* [WHAT THE TASK ASKS] Restate the following entries exactly, including every line.

[Opening DATA EXTRACT section]

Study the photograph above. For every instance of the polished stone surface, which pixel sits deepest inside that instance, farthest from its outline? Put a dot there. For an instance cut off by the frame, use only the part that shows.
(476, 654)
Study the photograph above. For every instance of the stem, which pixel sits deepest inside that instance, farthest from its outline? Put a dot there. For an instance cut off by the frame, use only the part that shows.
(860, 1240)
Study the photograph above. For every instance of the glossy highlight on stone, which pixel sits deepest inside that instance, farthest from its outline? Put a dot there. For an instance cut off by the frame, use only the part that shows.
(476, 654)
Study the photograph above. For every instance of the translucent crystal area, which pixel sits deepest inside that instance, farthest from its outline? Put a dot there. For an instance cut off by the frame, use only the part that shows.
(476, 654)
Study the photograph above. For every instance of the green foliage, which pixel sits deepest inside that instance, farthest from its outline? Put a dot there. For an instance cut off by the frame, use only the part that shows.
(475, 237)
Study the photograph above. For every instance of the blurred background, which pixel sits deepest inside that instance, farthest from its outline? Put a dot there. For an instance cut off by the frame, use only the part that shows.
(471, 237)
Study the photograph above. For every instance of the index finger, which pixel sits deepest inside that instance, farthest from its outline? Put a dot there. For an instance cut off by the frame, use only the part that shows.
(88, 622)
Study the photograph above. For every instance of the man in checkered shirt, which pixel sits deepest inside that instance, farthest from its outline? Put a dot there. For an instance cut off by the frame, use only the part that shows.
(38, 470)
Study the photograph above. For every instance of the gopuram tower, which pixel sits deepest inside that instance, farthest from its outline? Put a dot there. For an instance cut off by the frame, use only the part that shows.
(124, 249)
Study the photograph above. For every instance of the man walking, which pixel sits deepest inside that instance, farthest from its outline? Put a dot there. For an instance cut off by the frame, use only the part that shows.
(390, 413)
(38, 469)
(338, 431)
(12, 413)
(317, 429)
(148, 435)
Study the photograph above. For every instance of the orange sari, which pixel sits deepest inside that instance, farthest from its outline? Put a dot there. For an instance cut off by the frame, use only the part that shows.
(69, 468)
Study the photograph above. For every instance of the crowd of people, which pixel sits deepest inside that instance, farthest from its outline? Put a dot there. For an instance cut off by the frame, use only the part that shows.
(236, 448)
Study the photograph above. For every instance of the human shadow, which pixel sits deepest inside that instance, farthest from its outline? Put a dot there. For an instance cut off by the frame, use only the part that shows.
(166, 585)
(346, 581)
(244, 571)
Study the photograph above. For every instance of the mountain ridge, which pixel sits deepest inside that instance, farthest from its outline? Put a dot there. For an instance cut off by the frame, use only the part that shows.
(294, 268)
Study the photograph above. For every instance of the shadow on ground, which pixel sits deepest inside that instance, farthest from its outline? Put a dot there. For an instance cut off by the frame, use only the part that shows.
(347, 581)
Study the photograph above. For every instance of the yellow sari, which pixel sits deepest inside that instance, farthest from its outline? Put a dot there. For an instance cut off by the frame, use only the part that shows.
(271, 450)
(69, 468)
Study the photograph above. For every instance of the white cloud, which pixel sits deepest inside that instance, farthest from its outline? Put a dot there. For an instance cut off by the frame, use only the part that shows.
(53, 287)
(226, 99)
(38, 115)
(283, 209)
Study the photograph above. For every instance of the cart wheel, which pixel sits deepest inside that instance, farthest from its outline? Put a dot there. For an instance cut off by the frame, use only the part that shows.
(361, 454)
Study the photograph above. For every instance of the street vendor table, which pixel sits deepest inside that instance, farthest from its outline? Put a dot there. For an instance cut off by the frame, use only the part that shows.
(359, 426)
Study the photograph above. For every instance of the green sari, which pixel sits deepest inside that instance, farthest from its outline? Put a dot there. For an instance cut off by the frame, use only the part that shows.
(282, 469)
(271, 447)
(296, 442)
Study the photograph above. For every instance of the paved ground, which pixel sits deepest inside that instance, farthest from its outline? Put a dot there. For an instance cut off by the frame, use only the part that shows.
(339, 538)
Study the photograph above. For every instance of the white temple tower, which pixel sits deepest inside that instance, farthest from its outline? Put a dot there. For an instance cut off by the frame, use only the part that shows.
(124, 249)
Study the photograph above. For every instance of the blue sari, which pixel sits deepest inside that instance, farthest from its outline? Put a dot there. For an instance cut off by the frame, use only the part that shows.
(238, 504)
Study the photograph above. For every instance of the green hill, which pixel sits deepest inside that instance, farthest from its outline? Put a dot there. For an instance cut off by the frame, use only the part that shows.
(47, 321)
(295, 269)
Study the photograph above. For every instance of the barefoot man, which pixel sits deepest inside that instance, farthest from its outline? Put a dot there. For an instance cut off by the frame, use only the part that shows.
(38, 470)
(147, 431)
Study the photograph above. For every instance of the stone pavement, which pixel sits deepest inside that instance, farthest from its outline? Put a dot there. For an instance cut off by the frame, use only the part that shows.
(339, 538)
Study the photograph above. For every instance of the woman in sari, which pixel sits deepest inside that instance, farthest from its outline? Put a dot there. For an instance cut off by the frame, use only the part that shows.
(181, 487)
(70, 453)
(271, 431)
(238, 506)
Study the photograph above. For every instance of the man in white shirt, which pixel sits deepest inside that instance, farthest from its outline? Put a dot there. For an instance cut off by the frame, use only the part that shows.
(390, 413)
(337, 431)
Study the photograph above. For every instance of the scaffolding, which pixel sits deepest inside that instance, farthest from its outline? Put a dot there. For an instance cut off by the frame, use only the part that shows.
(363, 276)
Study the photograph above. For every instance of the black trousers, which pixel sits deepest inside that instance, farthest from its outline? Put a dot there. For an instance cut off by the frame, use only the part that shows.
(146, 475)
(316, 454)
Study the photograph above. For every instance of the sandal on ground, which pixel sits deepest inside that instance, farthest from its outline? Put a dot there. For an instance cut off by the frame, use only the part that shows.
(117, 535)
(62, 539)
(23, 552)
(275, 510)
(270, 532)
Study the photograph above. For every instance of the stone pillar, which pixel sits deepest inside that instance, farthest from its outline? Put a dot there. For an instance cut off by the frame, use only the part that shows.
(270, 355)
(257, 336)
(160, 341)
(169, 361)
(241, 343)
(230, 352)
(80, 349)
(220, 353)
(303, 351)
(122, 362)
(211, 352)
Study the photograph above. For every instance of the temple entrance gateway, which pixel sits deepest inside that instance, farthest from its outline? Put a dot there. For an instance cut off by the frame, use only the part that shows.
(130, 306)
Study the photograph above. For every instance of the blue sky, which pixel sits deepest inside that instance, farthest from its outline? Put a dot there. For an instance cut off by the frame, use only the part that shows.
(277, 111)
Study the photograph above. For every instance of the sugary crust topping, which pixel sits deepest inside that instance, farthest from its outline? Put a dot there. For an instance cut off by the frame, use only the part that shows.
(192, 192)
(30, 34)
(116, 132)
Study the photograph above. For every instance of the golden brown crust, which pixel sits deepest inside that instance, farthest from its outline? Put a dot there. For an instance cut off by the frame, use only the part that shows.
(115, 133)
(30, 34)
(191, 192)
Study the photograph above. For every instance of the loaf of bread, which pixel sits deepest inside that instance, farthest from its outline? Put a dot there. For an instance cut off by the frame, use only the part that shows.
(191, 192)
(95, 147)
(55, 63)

[Closing DATA EXTRACT section]

* [ANSWER TO THIS TASK]
Study the photograph above. For every instance of the polished stone surface, which pixel sits deepest inside that instance, farthest from its outline? Put a dot there. For an instance cut off by the frame, use only the part that shows.
(476, 654)
Study the photograph above. For every instance of the stem, which pixel sits deepest inside that instance, farthest from its outline? Put a dot there. For an instance cut off by the frame, use only the part that shows.
(860, 1240)
Study the photograph above. For every instance of the glossy highlight on stone, which pixel sits deepest inside that instance, farthest from its outline? Put a dot there. For an instance cut off by the frame, use only the part that shows.
(476, 654)
Study the photograph above. For every instance of the translucent crystal area, which pixel sits deepest inside that instance, farthest from its outline? Put a dot there. For an instance cut off by the frame, use only the part that shows.
(476, 654)
Study the photograph above. For every instance of the green foliage, which pixel sits deepest inside that instance, farthest from its outline? Put a dot there. For an instance cut off by the frame, use only the part that shows.
(475, 237)
Study the photograph above. For every instance of the blurred background, which pixel sits deepest inside that instance, farthest from its outline? Put a dot there. For an instance cut off by the frame, use only the part that shows.
(471, 237)
Study the photograph above. For every instance of the index finger, which pixel sits deepest inside that instance, farthest from its outline? Put a dot there. For an instance cut off by the frame, use only the part that shows.
(88, 622)
Study the photograph above. For every instance of the man in checkered shirt, which pixel sits deepest inside that instance, farthest from its outline? Put a dot there. For an instance cut off by the frame, use only the part that shows.
(38, 470)
Study the photograph above. For every instance of the gopuram tower, which pixel sits deepest inside that instance, farthest from its outline? Put a dot there. For an instance cut off by the frame, use only the part that shows.
(124, 249)
Study the photograph above. For every instance of the man walking, which pixel sits deepest inside that instance, farthest from its outline? Put a dot there. For an instance cut off by the frame, use only the part that shows.
(390, 413)
(38, 469)
(338, 431)
(12, 413)
(317, 429)
(148, 435)
Study the photograph above. For every instance of the orange sari, which pixel sits deepest inside that instance, farthest from its outline? Put a dot there. For an instance cut off by the frame, use only the part that shows.
(69, 468)
Study the photograph above. For every instance of the crowd of people, which pixel sits deepest inside that instance, farthest from its outline? Put a dot there. For an instance cut off by the frame, use only the part that shows.
(236, 448)
Study the photograph above. For every instance of the human shadow, which pixel sits deepest inside that instance, farthest from its outline? Put a dot there. For an instance cut off by the frame, use only the part that shows.
(166, 585)
(346, 581)
(244, 571)
Study the photograph above. For every instance of the mountain ridge, which pixel sits deepest inside that instance, farthest from its outline? Put a dot there. For an instance cut off by the frame, use only the part that shows.
(294, 268)
Study the photograph above. For every instance of the shadow on ground, which pixel sits deepest inside that instance, farthest from its outline? Put a dot there. For an instance cut off by the frame, use only the part that shows.
(347, 581)
Study the photograph above. For every instance of the yellow sari, which pixel sits deepest inside that instance, farthest from its outline? Put a dot there. For an instance cut off by the frame, use only the part that shows.
(271, 450)
(69, 468)
Study the photograph above. For every instance of the white cloud, which pixel sits deepest inside that instance, farthest from its outline? Put a dot there. For an instance cut off by the frame, use only the part that shows.
(53, 287)
(226, 99)
(38, 115)
(283, 209)
Study the photograph above. For every instance of the cart wheel, which pixel sits deepest inside that instance, farthest from its outline? Put a dot there. For an instance cut off by the frame, use only the part that shows.
(361, 454)
Study the photograph above. For every instance of the street vendor table, which pixel sits deepest inside that instance, farthest from its outline? Put a dot there. For an instance cut off by the frame, use only the part that shows.
(359, 426)
Study the photograph above. For every instance of the green sari, which pixel sits deepest inside that instance, farthest from its outline? Put a dot there. For an instance cut off by the frame, use only the part that shows.
(282, 469)
(271, 447)
(296, 442)
Study the photograph above. For every instance of the paved ground, which pixel sits deepest inside that instance, farthest from its outline? Put a dot there. For an instance cut off by the frame, use only the part that shows.
(339, 538)
Study the photograph above. For every instance of the white temple tower, which pixel sits deepest inside that instance, farthest from its outline? Put a dot there. For an instance cut off by the frame, use only the part that shows.
(124, 249)
Study the photograph above. For every instance of the blue sari, which pixel sits deepest inside that instance, farthest from its outline? Put a dot there. For an instance cut off by the frame, use only the part that shows.
(238, 504)
Study the photograph above. For every instance of the green hill, which pixel sits deepest inside that instance, farthest from its outline? Put a dot there. For an instance cut off by the frame, use only the part that shows.
(47, 321)
(295, 269)
Study the photograph above. For every instance of the barefoot man, which pixel sits deepest inside that instance, farthest from its outline? Put a dot there. For an instance cut off by the frame, use only the part that shows.
(38, 470)
(147, 431)
Study the photograph above. For every instance of the stone pavement, which pixel sits deepest inside that instance, farthest from its outline? Put a dot there. For an instance cut off by the frame, use only the part that shows.
(339, 538)
Study the photograph above. For every instance of the woman in sari, which pixel sits deepest inside that instance, farthest from its outline? Put a dot there. For an instance cut off by the frame, use only the part that shows.
(181, 487)
(70, 453)
(271, 431)
(238, 506)
Study the photograph above. For every instance of the man in white shirt, which pixel sits deepest inside that instance, farthest from its outline? Put a dot there. For an instance cut off by the frame, use only the part that shows.
(390, 413)
(337, 431)
Study the photograph above. For every instance of the scaffolding, which pixel sits deepest inside that instance, farthest from its outline? Put a dot there. For an instance cut off by the frame, use only the part that shows.
(363, 276)
Study the photograph above. For every instance of the black trousers, which pixel sits deepest inside that instance, farthest from its outline? Put a dot there. For an instance cut off by the frame, use only the part that shows.
(146, 475)
(316, 454)
Study the photograph above. For every instance of the sandal on ground, which pixel sits deepest inside that instance, farthest from its outline? Put a dot there. For an instance cut off by the frame, use only the part that shows.
(117, 535)
(62, 539)
(23, 552)
(275, 510)
(270, 532)
Study the photograph above. For every instance of the stone pillar, which pixel sits deepest inside that instance, farthest from its outline? Put a dot there. For an instance cut off by the frame, use only the part that shows.
(270, 355)
(257, 336)
(160, 341)
(169, 361)
(241, 343)
(230, 352)
(80, 349)
(220, 353)
(303, 351)
(122, 362)
(211, 352)
Study the photograph above. For every instance of the temple entrance gateway, which pixel sits deepest inside that instance, farthest from its outline? Put a dot there. For an instance cut off by the frame, use only the part that shows.
(130, 306)
Study the photograph above. For every instance of the blue sky, which pixel sits deepest inside that instance, farthest from its outline? Put a dot there. For an instance cut off by the frame, use only the part that shows.
(277, 111)
Study the photograph above. For every instance of the sugary crust topping, which pixel sits deepest inside that instance, farthest from its outline? Put a dot there. For an instance cut off by the frame, use only the part that shows.
(192, 192)
(30, 34)
(116, 132)
Study the photograph above. For every instance of the golden brown crust, which pixel sits deepest inside that instance, farthest from its outline? Put a dot there. For an instance cut off by the frame, use only the part that shows.
(115, 133)
(30, 34)
(191, 192)
Study the photograph above. For every instance of the loaf of bread, which pixel sits deepest inside that instance, farthest from its outline? Put a dot there. For an instance cut off by the frame, use only the part that shows.
(191, 192)
(95, 147)
(55, 63)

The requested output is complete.